Copy out the lines of the records from the one containing "example: [1140, 869]" through the one containing "[1171, 232]", inclusive, keeping every character unchanged. Omit the pictures.

Pointing dataset records:
= = = = =

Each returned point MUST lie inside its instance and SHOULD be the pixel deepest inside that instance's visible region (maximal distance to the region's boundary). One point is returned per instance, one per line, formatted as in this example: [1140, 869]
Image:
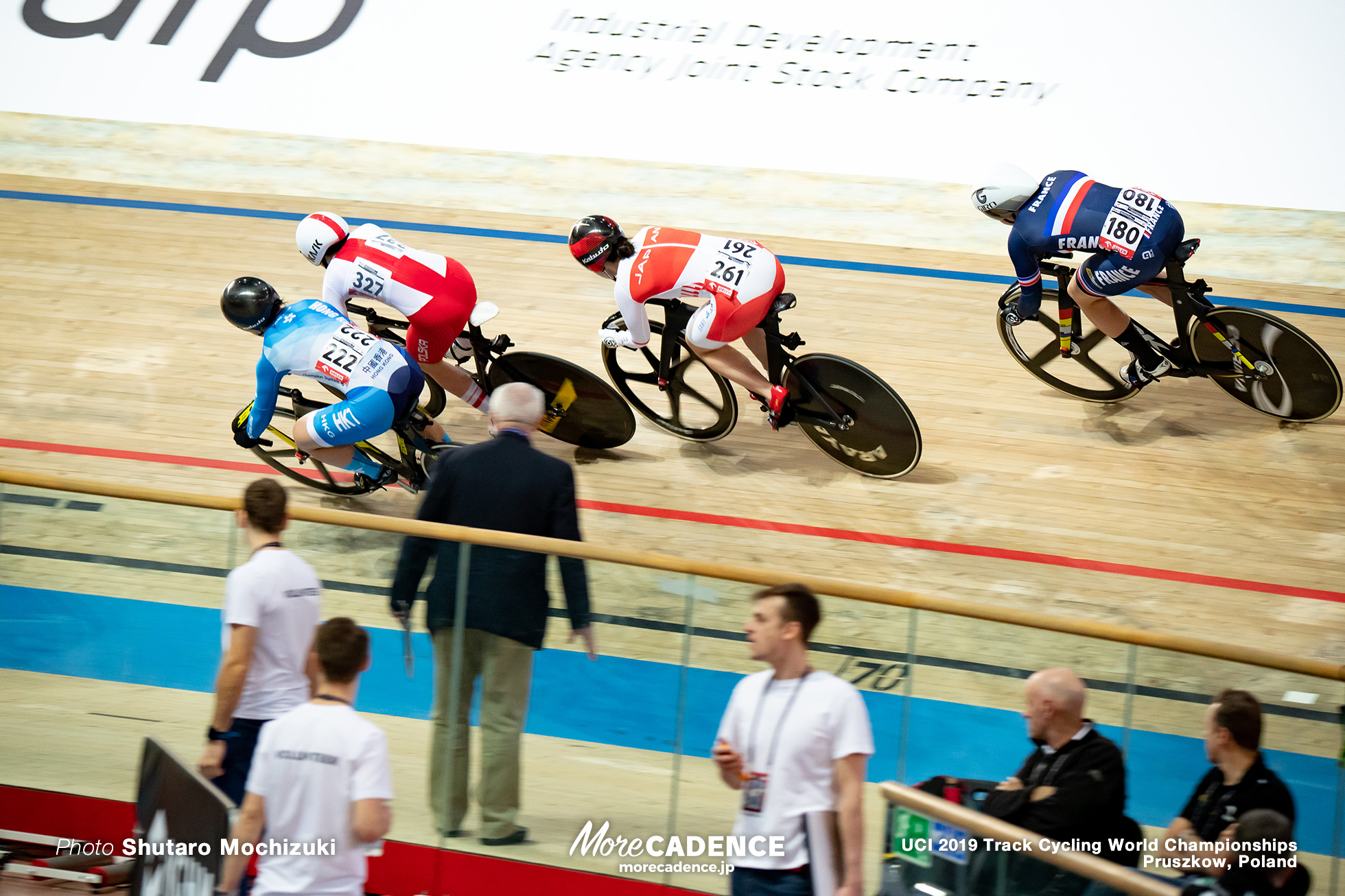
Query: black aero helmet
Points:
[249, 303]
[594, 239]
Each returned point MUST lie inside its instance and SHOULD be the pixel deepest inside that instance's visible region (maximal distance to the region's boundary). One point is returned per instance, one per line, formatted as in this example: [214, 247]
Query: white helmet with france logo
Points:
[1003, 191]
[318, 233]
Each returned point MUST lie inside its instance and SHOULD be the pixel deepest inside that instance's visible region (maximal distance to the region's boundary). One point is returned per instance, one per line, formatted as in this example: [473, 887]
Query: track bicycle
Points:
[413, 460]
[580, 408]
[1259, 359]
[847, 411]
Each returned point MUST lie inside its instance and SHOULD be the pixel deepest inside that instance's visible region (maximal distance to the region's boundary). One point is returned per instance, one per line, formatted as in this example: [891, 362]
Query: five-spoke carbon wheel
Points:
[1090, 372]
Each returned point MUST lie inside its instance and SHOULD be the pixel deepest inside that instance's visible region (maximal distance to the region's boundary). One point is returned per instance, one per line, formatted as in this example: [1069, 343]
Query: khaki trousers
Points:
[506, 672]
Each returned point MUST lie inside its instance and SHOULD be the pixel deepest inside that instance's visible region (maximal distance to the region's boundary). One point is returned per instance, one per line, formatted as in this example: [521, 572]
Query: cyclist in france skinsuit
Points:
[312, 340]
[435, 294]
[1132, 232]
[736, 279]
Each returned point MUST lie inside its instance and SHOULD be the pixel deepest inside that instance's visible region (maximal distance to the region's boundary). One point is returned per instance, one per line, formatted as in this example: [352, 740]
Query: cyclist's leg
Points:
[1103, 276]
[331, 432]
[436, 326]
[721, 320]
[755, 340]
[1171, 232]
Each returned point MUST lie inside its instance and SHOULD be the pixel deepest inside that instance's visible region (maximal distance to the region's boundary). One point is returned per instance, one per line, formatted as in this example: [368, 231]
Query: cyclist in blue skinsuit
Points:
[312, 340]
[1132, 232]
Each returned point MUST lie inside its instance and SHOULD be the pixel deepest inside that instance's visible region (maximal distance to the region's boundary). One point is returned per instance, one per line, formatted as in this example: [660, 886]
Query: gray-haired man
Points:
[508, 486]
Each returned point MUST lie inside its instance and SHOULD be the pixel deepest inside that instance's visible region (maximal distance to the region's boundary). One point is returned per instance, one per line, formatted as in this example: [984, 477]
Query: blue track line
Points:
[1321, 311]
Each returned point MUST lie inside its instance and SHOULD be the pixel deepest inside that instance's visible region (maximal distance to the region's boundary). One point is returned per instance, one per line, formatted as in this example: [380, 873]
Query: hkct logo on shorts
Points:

= = = = =

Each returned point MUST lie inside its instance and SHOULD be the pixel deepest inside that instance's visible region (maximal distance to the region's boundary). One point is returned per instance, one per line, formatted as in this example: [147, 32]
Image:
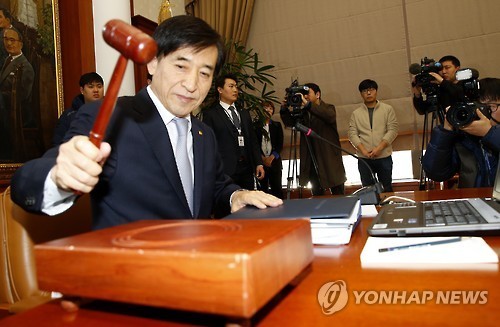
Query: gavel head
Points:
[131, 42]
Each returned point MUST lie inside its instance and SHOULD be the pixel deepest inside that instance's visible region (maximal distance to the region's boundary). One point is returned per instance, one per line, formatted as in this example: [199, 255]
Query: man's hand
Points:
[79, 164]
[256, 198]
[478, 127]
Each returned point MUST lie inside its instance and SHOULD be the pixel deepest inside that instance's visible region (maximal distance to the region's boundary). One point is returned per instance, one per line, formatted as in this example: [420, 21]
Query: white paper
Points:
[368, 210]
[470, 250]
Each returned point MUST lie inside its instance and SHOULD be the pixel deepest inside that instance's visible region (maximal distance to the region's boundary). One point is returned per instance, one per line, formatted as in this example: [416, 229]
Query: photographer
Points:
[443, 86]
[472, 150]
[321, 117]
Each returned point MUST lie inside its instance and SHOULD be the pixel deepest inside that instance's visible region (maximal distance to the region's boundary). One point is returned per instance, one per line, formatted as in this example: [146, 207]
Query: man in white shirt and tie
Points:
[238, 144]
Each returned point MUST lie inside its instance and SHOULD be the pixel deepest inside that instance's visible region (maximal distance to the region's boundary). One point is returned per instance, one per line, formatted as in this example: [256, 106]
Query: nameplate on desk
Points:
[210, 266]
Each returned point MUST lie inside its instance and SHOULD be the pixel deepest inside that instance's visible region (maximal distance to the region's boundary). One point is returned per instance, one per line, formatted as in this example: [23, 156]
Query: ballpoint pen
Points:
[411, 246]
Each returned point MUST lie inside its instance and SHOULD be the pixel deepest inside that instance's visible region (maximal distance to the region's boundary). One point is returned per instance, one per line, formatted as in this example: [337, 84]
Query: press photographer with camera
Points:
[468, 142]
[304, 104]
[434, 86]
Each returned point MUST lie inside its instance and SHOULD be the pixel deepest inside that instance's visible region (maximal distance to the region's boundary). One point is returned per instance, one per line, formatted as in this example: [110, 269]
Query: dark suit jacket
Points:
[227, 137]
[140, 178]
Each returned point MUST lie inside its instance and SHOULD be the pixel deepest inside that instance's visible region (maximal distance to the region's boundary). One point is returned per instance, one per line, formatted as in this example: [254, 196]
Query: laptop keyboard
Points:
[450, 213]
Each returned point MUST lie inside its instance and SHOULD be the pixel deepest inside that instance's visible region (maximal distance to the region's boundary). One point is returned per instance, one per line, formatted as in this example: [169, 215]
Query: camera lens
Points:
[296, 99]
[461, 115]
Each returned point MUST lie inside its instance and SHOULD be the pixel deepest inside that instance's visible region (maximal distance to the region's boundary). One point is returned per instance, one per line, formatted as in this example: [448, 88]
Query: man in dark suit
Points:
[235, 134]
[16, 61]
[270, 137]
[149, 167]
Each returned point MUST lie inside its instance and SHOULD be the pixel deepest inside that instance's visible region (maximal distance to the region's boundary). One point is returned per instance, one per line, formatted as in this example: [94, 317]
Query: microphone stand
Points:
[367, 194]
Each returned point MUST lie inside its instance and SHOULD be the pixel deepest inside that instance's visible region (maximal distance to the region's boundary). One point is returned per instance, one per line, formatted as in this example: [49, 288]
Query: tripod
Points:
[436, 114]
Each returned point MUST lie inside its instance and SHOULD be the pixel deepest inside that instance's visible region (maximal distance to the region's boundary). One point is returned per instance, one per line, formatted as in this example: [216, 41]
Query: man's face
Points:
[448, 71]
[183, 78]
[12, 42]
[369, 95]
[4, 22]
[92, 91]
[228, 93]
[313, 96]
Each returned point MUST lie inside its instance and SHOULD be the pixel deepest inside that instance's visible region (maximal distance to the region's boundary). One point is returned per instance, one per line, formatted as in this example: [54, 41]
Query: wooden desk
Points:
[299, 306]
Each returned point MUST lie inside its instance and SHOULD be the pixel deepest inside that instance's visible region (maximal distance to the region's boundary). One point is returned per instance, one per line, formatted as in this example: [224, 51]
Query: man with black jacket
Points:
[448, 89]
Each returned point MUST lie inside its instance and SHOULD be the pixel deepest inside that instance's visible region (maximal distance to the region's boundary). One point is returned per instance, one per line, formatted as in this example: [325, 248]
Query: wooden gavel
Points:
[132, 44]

= = = = =

WRITTEN RESPONSE |
Each returned point MUST lie inside its instance and SHOULD be the pixel deepest inside that instance's visible region (maximal distance to the region's boundary). One point is returned per instance, one per line, formatted as in this example: [1140, 869]
Image:
Query: black aero helmet
Points:
[249, 303]
[594, 239]
Each returned point MUST lie inside its instance and SHOULD be the pixel deepest inside that instance's visible region (maximal distance to the region's boundary). One point is returned per instance, one per line, formatted as in this example: [214, 247]
Query: white helmet with france logo
Points:
[1003, 191]
[318, 233]
Each returned point MUST lie inside its instance and SHOULD be the pixel deepest inside that instance's visible region (maximal distance to the region's boundary). One point is returned per instance, one per line, formatted as in this example: [473, 887]
Query: track bicycle
Points:
[413, 460]
[580, 408]
[1259, 359]
[847, 411]
Each returned point MUST lie inside its instance and SHOULD be the pixel deepest inside that instance's visible region (maximal distance to the region's boundary). One point is returned per instance, one per line, formatted as in this example: [891, 362]
Query: five-spoke carbon wheel
Points:
[1090, 372]
Each returned point MUST lie inside its instance and SHOULD be the pixel deepest inside that instance's visible region (maximal distance to the region's boundary). One point is returned per instance, one per line, formatted as in this example: [1069, 343]
Query: khaki trousers
Points:
[506, 672]
Each returned point MUST lie inside its instance and SHOULD be the pixel deepest inside that instance's visible region (maximal distance to the region's boundary). One point is returned per instance, one per line, formatted as in this example: [521, 572]
Query: cyclist in france skinsuit
Points:
[312, 340]
[435, 294]
[1132, 232]
[736, 279]
Each returned point MUST lie inside its instance and SHOULD be the pixel deepest inside that instance's visible region (maximal distance to the region's boundary). One point is returned per instance, one per line, formatted as in this example: [352, 740]
Query: cyclist's leg
Points:
[1103, 276]
[331, 432]
[436, 326]
[721, 320]
[755, 340]
[1171, 232]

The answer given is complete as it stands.